■ **STATED EXERCISE 1**: Rewrite the stretch of the records from the start through the line containing "[[[231,105],[236,103],[245,85],[245,82],[221,82],[221,87]]]", switching "car headlight" to "vehicle headlight" and leaving everything else unchanged.

■ **SELECTION**:
Creating Masking Jobs¶
This section describes how users can create a masking job.
Creating New Jobs¶
In the Environment Overview screen, select one of the jobs icons to create the corresponding job:
-
Profile
-
Mask
Creating a New Masking Job¶
To create a new masking job:
-
Click Mask. The Create Masking Job window appears.
-
You will be prompted for the following information:
-
Job Name — A free-form name for the job you are creating. Must be unique across the entire application.
-
Masking Method — Select either In-Place or On-The-Fly. In-Place jobs update the source environment with the masked values. On-The-Fly jobs read unmasked data from the source environment and writes the masked data to the target environment.
INFO: On-The-Fly Masking Jobs.
Only certain combinations of connector types are supported. On-The-Fly jobs where the source and target connectors are of the same type (e.g. Oracle to Oracle, delimited file to delimited file), and jobs with a database source (e.g. Oracle, MS SQL) and the target is delimited files are supported.

■ **Boundary labeling items**:
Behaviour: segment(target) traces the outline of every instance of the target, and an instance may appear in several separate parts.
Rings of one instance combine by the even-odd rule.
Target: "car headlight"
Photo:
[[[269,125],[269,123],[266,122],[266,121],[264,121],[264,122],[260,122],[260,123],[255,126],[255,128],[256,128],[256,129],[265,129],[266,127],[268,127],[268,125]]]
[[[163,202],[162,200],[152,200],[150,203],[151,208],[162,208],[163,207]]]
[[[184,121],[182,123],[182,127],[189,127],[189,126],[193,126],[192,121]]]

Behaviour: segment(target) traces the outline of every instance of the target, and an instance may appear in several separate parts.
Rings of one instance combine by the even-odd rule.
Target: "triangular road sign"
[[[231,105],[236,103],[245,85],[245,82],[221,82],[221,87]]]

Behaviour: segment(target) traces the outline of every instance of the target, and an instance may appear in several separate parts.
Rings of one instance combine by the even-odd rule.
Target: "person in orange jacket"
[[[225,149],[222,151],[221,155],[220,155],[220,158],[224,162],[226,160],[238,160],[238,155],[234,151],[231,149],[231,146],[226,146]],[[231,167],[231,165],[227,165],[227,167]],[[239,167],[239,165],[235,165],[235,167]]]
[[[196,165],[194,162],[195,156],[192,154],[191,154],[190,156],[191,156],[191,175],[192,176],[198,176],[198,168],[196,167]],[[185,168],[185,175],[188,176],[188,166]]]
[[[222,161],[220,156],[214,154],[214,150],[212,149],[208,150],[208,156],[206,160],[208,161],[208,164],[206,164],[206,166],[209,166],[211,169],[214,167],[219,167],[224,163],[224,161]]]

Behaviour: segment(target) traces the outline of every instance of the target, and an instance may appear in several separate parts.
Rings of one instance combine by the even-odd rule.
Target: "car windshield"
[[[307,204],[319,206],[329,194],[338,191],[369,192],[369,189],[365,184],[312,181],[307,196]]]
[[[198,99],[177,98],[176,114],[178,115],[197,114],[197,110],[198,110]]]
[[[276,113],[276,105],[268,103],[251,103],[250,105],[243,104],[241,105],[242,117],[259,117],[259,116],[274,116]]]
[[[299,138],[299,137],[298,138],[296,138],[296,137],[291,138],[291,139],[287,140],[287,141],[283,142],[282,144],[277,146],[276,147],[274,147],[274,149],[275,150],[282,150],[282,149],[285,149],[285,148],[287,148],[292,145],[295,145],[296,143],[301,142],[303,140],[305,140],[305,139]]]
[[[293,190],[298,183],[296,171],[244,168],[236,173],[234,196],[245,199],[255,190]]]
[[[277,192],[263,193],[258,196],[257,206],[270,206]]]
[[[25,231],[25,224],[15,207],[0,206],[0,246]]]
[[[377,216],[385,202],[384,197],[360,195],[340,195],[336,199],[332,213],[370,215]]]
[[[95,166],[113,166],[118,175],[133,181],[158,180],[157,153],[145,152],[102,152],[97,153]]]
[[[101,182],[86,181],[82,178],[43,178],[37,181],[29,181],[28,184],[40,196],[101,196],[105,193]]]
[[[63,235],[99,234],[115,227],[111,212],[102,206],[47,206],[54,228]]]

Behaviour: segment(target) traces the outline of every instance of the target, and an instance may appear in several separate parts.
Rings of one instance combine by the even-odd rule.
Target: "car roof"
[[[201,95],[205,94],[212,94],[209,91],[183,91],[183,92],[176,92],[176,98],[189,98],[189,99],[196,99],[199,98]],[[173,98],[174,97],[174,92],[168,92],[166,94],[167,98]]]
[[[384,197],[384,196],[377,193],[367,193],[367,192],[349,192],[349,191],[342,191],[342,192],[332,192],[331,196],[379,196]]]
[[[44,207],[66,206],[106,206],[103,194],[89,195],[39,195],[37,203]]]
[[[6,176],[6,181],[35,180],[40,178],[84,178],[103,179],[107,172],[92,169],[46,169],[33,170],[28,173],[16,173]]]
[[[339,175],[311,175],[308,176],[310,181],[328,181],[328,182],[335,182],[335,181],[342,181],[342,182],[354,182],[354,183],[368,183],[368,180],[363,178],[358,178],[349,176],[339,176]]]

■ **STATED EXERCISE 2**: Reproduce verbatim the stretch of the masking job guide from "Creating New Jobs¶" through "Job window appears.".

■ **RESPONSE 1**:
Behaviour: segment(target) traces the outline of every instance of the target, and an instance may appear in several separate parts.
Rings of one instance combine by the even-odd rule.
Target: "vehicle headlight"
Photo:
[[[269,125],[269,123],[266,122],[266,121],[264,121],[264,122],[260,122],[260,123],[255,126],[255,128],[256,128],[256,129],[265,129],[266,127],[268,127],[268,125]]]
[[[163,202],[162,200],[152,200],[150,203],[151,208],[162,208],[163,207]]]
[[[184,121],[182,123],[182,127],[189,127],[189,126],[193,126],[192,121]]]

Behaviour: segment(target) traces the outline of every instance of the target, and an instance may appear in several separate parts.
Rings of one instance combine by the even-odd rule.
Target: "triangular road sign"
[[[231,105],[236,103],[245,85],[245,82],[221,82],[221,87]]]

■ **RESPONSE 2**:
Creating New Jobs¶
In the Environment Overview screen, select one of the jobs icons to create the corresponding job:
-
Profile
-
Mask
Creating a New Masking Job¶
To create a new masking job:
-
Click Mask. The Create Masking Job window appears.